* Begin Exercise material *

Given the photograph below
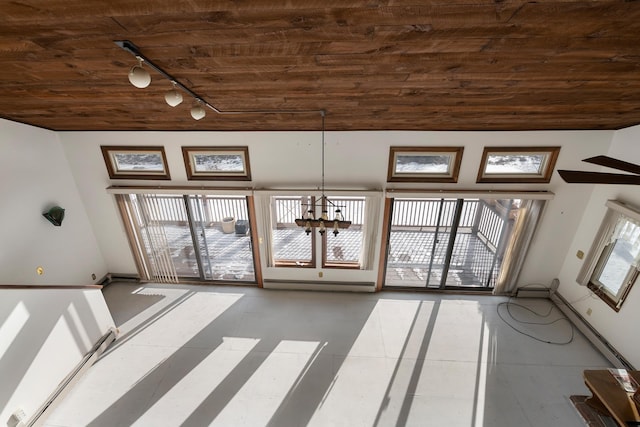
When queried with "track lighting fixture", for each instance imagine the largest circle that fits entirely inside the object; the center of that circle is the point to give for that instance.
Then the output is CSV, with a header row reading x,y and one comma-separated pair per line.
x,y
173,97
138,76
197,112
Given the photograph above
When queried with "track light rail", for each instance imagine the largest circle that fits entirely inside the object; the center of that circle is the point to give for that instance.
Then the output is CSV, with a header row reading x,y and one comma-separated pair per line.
x,y
128,46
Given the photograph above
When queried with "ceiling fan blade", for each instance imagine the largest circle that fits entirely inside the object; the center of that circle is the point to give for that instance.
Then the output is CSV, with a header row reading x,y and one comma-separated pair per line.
x,y
580,177
610,162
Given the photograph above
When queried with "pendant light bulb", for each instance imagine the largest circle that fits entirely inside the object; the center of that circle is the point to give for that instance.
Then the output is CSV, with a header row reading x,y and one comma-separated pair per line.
x,y
138,76
197,112
173,97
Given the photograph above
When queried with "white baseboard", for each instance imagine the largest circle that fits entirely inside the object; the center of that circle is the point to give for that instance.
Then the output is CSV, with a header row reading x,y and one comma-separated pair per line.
x,y
320,286
598,341
65,386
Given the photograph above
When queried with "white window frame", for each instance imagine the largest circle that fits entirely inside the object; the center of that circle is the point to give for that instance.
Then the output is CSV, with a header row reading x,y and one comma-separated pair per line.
x,y
599,255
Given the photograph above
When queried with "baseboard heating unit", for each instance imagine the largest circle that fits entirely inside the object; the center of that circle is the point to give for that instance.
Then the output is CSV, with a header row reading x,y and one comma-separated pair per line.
x,y
533,293
298,285
65,386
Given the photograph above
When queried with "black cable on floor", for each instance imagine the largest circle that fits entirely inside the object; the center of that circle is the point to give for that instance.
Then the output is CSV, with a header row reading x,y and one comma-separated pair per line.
x,y
509,304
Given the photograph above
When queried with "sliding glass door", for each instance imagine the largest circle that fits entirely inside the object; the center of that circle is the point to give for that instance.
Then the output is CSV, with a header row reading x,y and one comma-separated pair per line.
x,y
447,243
202,237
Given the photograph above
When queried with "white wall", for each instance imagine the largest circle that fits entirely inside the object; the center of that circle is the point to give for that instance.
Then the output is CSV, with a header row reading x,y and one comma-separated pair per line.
x,y
354,160
618,328
43,335
34,176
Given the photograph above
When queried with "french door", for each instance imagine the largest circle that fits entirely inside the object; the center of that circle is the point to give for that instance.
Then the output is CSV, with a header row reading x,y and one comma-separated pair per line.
x,y
447,243
202,237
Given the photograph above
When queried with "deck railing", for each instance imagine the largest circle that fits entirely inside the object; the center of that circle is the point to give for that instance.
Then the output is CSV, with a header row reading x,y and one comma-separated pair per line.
x,y
171,208
477,216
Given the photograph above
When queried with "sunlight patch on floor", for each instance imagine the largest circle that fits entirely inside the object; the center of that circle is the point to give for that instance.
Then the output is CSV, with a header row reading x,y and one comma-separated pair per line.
x,y
268,386
185,396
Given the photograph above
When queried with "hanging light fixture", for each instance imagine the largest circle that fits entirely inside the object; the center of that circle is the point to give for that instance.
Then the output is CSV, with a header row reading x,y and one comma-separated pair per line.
x,y
138,76
173,96
309,220
197,112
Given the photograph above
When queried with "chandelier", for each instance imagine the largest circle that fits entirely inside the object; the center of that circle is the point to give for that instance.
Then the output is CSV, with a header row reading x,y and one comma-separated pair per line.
x,y
309,220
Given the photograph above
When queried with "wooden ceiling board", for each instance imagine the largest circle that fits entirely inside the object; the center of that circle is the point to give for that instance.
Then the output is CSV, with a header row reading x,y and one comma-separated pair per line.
x,y
372,65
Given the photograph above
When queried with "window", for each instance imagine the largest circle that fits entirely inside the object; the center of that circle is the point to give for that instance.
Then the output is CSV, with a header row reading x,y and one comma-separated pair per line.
x,y
424,164
135,162
614,261
345,249
292,247
517,164
217,163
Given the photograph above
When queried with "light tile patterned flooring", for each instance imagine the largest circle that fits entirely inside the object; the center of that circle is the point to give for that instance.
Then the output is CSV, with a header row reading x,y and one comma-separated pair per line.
x,y
243,356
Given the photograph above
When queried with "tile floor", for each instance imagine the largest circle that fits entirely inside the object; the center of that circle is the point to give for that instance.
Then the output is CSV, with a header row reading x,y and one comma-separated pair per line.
x,y
243,356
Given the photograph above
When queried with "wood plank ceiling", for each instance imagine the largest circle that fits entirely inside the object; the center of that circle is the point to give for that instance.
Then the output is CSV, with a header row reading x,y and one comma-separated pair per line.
x,y
371,64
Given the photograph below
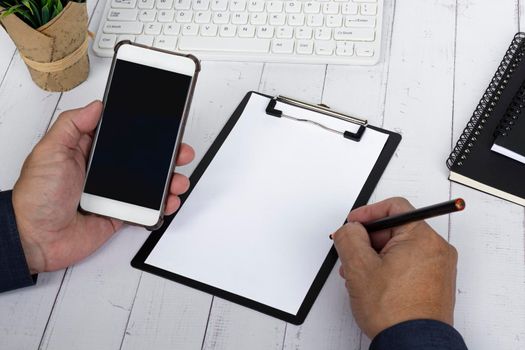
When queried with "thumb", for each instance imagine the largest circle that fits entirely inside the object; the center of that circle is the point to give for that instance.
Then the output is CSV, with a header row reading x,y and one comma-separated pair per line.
x,y
354,248
73,124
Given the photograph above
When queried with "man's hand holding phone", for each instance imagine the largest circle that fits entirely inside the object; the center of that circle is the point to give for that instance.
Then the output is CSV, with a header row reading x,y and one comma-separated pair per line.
x,y
54,234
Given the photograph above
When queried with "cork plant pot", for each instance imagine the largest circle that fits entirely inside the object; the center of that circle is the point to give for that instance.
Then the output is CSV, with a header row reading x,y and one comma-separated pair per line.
x,y
56,53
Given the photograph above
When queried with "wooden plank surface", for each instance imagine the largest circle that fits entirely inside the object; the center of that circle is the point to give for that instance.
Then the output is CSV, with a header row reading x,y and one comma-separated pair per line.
x,y
438,58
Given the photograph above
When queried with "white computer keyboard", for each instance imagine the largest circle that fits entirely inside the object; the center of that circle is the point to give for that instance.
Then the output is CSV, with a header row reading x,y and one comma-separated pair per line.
x,y
305,31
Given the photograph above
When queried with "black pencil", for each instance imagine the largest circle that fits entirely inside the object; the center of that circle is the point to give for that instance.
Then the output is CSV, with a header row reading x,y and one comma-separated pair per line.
x,y
415,215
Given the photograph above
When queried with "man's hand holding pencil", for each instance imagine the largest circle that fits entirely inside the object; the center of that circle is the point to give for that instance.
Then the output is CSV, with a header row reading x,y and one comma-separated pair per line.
x,y
397,274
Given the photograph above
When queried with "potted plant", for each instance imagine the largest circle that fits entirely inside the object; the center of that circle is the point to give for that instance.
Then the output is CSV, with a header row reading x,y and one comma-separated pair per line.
x,y
52,38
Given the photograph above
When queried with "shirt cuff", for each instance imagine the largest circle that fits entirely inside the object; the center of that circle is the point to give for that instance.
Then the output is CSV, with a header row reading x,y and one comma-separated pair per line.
x,y
14,272
419,334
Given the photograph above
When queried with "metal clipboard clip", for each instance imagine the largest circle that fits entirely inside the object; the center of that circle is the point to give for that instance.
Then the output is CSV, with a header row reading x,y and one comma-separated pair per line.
x,y
322,109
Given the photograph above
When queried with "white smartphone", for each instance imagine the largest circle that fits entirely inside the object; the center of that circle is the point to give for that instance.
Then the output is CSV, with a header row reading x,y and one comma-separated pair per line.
x,y
146,104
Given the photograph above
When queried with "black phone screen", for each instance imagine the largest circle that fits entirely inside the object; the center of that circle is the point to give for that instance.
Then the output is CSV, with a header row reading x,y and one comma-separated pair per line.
x,y
137,135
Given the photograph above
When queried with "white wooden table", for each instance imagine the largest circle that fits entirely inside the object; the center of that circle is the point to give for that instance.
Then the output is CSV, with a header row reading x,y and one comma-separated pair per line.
x,y
438,58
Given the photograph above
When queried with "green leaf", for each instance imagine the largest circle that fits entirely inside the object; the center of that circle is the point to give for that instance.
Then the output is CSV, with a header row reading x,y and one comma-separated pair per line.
x,y
34,12
45,14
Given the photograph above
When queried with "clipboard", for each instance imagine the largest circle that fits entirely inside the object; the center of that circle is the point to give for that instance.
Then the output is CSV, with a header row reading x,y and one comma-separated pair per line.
x,y
246,240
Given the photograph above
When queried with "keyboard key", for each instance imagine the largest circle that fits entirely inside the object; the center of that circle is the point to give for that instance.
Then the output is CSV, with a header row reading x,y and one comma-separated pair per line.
x,y
123,4
349,9
334,21
330,8
203,17
344,48
258,18
292,7
265,31
126,37
165,42
324,47
164,4
305,47
237,5
153,28
221,17
312,7
209,30
277,19
190,29
146,4
201,5
171,29
182,4
247,31
282,46
183,16
145,40
255,5
219,5
368,9
360,21
107,41
355,34
123,15
274,6
323,33
284,32
239,18
296,19
147,15
303,33
166,16
314,20
224,44
364,50
122,28
227,30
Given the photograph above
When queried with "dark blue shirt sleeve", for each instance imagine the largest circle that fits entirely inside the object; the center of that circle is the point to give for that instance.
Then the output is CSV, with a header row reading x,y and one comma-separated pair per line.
x,y
419,335
14,272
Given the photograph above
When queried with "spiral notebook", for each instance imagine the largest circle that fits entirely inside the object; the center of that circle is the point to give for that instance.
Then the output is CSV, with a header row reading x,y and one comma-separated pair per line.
x,y
254,226
510,134
472,162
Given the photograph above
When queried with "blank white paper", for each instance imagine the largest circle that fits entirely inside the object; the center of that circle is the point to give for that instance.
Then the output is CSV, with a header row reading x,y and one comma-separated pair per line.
x,y
257,222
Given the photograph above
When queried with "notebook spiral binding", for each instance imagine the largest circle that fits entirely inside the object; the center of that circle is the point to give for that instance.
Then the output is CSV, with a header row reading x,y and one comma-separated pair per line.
x,y
512,113
514,55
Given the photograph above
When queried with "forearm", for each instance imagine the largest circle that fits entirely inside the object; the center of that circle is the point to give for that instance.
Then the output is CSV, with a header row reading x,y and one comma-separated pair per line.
x,y
14,272
419,334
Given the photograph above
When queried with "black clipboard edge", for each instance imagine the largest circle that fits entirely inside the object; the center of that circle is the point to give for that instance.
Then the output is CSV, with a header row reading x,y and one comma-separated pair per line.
x,y
326,268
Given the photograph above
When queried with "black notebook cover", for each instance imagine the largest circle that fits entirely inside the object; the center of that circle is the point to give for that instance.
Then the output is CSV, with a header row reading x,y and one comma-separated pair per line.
x,y
472,162
510,134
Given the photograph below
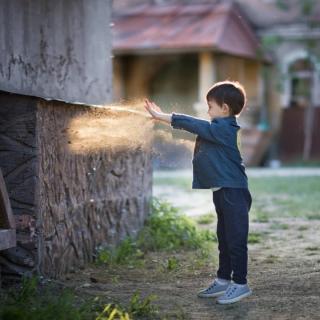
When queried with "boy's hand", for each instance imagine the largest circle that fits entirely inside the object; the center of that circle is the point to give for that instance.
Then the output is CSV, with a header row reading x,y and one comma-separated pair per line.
x,y
156,112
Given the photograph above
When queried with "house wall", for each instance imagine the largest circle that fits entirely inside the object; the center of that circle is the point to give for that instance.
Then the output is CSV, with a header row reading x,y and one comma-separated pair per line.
x,y
66,203
56,49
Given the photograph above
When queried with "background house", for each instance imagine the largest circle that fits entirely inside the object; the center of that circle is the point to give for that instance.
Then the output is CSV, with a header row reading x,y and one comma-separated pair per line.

* End Exercise material *

Request
Find each line in the records that contains the word "door" and copy those lines out.

Response for this exercise
When queried with "sliding glass door", for each instance imagine the largest circle that fits entirely inside the object; the center of that circle is the point to give for that instance.
When queried with "french door", for each instance imagine the largest circle that fits entirely inside the object; the center of that circle is the point to give for that instance.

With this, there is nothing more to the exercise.